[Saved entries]
- - - - -

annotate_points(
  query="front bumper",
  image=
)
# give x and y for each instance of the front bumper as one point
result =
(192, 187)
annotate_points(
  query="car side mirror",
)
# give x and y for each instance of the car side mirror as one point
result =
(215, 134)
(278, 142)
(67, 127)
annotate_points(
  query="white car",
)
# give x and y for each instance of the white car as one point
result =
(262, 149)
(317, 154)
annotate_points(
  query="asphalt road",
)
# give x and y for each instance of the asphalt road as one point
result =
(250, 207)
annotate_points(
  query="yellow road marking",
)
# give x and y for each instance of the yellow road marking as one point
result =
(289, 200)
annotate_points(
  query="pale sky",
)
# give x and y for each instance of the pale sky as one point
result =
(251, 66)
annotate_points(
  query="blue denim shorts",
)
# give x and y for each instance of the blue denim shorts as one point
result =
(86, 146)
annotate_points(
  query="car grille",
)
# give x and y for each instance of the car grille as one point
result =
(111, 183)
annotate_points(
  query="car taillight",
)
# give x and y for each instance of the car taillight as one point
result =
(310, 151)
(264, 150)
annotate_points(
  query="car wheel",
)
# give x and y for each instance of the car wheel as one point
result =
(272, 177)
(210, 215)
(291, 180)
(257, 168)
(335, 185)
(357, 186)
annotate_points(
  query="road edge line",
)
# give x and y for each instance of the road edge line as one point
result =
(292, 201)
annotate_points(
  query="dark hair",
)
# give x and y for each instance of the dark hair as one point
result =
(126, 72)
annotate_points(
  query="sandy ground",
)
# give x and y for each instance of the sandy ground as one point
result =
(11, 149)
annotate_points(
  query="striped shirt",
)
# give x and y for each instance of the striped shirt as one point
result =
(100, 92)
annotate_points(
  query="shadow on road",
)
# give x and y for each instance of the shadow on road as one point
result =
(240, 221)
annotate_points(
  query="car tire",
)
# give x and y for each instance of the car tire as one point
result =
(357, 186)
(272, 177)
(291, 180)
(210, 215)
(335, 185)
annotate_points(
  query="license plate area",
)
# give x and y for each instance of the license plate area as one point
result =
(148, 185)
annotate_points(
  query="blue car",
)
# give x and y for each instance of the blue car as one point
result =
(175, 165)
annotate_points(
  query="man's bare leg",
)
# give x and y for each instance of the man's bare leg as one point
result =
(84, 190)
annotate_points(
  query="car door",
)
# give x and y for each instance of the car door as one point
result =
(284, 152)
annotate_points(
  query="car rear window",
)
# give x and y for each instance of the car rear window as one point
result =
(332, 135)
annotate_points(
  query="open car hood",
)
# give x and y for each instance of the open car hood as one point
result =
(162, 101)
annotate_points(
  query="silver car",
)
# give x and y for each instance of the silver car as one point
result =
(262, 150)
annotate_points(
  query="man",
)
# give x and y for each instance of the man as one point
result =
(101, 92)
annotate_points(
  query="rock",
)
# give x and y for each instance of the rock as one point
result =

- - - - -

_What is required:_ Lines of the data above that include the string "shirt" must each be copied.

_Answer section:_
  query="striped shirt",
# give x and y for each instance of the striped shirt as one point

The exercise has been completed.